:: Requirement ::
Reproduce all of the records exactly.

● ● ● ● ● ● ●

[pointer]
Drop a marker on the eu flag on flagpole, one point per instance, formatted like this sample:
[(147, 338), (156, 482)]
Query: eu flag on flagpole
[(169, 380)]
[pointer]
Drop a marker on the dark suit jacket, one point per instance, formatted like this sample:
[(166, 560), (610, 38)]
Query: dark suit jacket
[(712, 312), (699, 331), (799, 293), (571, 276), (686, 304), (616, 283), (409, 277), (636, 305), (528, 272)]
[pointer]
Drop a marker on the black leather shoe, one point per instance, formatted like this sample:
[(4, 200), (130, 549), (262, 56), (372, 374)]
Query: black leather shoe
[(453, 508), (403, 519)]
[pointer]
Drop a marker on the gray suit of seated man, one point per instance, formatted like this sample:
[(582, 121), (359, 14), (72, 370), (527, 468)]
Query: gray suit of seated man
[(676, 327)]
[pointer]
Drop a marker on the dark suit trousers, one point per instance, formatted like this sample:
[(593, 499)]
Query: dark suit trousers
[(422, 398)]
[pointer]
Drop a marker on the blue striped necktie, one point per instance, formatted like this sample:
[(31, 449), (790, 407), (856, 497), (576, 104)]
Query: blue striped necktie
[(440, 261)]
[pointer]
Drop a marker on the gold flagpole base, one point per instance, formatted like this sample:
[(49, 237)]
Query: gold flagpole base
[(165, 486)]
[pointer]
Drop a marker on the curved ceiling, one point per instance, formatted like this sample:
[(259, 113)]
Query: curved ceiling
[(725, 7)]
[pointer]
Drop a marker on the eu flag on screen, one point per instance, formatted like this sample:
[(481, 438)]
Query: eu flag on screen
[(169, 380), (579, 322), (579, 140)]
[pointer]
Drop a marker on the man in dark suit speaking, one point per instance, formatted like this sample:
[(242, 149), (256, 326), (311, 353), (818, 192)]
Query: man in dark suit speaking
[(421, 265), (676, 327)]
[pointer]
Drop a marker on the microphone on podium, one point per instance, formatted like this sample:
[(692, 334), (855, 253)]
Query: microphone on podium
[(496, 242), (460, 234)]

● ● ● ● ● ● ●

:: Full solution ::
[pointer]
Drop a marker on the eu flag on flagpole, one point per instance, formatted like this sample:
[(147, 338), (156, 482)]
Query: eu flag on flagpole
[(169, 380)]
[pointer]
Drop a marker on the dark suit jacket, one point per instance, formatted like this sample:
[(166, 560), (610, 38)]
Query: dark suit jacket
[(712, 312), (699, 331), (799, 293), (571, 276), (686, 304), (616, 283), (409, 277), (636, 305), (528, 272)]
[pointer]
Drop a marker on the black leather shoe, one point per instance, formatted like this sample:
[(4, 200), (130, 549), (262, 56), (372, 374)]
Query: black leather shoe
[(453, 508), (403, 519)]
[pointer]
Drop a marker on the gray suit of seated man, one point per instance, formatted like this sample:
[(582, 121), (359, 14), (72, 370), (527, 468)]
Query: gray suit of seated man
[(676, 327)]
[pointer]
Drop a marker on the dark suit trousers, one point per instance, formatted like this sample:
[(593, 499)]
Query: dark suit trousers
[(422, 398)]
[pointer]
Drop a marker on the blue striped necktie, one point per instance, formatted like this sample:
[(31, 449), (790, 407), (856, 497), (576, 104)]
Query: blue striped necktie
[(440, 261)]
[pointer]
Drop a marker on the gold flagpole base, one point per instance, formatted like this sample:
[(49, 237)]
Query: gold flagpole base
[(165, 486)]
[pointer]
Drop a marker on the curved ceiling, one point per instance, formatted like this sample:
[(259, 113)]
Query: curved ceiling
[(725, 7)]
[pointer]
Drop a marker on the eu flag on screen, one point per instance, formatted like this sample:
[(481, 438)]
Query: eu flag on screen
[(169, 380), (579, 322), (579, 140)]
[pointer]
Drop a marker on the man in dark suit speaking, one point per instance, formatted like this sample:
[(242, 149), (256, 326), (311, 353), (818, 192)]
Query: man in dark suit speaking
[(421, 265), (676, 327)]
[pointer]
Drop a marker on the microphone on podium, one point per instance, formatted like this sample:
[(692, 334), (855, 253)]
Query: microphone on podium
[(496, 242), (460, 234)]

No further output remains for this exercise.